→ Explore the material:
[1] Name every person mentioned in the article on the IRGC's use of AI in missile strikes, along with the title or position the article gives each one.
[2] Carry on the article about the IRGC's use of AI in missile strikes, starting right after its final sentence.

→ Source document:
================================
IRGC Uses AI to Minimize Collateral Damage of Missiles
TEHRAN – The Islamic Revolution Guards Corps has employed artificial intelligence technologies to minimize the risk of collateral damage in its missile strikes with pinpoint accuracy, IRGC Commander Major General Hussein Salami said on Sunday.
He said Leader of the Islamic Revolution Ayatollah Seyyed Ali Khamenei has always emphasized the need to avoid any harm to civilians in the IRGC’s missile operations against hostile targets.
Ayatollah Khamenei recommended that no civilians should be harmed in a missile operation the IRGC conducted against takfiri terrorist bases in Syria in 2018, Salami added.
The IRGC has achieved a technology with the help of artificial intelligence to avoid harming any innocent person when it hits the targets, General Salami said.
He made the remarks in a conference held here to honor Iranian medics who assisted those injured in pager blasts in Lebanon.
General Salami said the mass pager explosions were part of Israel’s psychological warfare against the resistance front, condemning them as a violation of conventional laws of war, which further exposed the true nature of the Zionist regime.
General Salami described the attack as similar to the use of weapons of mass destruction, aimed at instilling fear among the Lebanese and demoralizing Hezbollah’s operational command.
IRGC Quds Force chief Brigadier General Esmail Qa’ani also spoke at the event, saying hospitals and medical facilities in Lebanon were overwhelmed by the influx of casualties following the pager explosions.
================================
→ Listed entries:
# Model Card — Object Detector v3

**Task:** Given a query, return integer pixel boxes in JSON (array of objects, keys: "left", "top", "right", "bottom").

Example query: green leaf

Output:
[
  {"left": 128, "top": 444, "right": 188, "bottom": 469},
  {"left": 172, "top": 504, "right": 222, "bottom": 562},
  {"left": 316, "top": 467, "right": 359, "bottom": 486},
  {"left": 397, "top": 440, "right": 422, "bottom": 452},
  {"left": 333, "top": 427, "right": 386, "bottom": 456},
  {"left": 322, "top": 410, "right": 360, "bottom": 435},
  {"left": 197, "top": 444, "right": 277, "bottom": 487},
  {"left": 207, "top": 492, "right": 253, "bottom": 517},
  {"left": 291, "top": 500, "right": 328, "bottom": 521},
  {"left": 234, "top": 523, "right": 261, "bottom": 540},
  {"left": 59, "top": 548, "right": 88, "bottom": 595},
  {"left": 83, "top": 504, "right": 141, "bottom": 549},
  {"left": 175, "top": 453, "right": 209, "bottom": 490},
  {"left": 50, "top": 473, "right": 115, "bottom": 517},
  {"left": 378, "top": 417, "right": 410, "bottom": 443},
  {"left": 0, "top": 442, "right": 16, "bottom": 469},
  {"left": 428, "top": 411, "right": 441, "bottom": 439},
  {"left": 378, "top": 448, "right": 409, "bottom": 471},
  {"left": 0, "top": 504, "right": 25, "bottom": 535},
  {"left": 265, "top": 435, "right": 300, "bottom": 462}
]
================================
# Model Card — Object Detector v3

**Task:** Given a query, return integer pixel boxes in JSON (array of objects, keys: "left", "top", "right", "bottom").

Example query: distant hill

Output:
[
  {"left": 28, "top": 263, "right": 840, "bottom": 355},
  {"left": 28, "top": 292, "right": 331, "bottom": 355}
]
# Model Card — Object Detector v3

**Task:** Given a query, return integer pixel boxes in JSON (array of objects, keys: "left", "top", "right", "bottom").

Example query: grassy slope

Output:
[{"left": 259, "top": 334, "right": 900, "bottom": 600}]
================================
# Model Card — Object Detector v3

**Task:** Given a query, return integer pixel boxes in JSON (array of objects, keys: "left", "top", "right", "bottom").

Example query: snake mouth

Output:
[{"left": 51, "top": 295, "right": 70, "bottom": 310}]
================================
→ Outputs in order:
[1]
Major General Hussein Salami, IRGC Commander
Ayatollah Seyyed Ali Khamenei, Leader of the Islamic Revolution
Brigadier General Esmail Qa'ani, IRGC Quds Force chief

[2]
Qa’ani noted that Iranian medical teams exhibited an “invaluable quality of resistance” that he said is abundant among all Iranian doctors and nurses.
Hezbollah representative in Tehran, Sayyed Abdullah Safi al-Din, expressed pride in Iran’s assistance in the wake of the pager blasts in Lebanon.
“Despite economic sanctions and a blockade on medicines and equipment, Iran has maintained a comprehensive healthcare program, and we felt this in the treatment of the Lebanese wounded,” he said.
Ali Jafarian, senior adviser to the minister of health, said within the first week of the pager explosions, about 500 injured individuals were admitted to hospitals across Iran, and approximately 1,500 surgeries were performed within a month.
Jafarian said the swift medical assistance resulted from collaboration between various organizations, including the IRGC, the Iranian Red Crescent Society, emergency services, and medical universities in Tehran and Mashhad.
“Fortunately, high-quality services were provided to the injured, demonstrating the great capacities of the country’s healthcare system in delivering optimal services, as well as its high resilience,” he told the conference.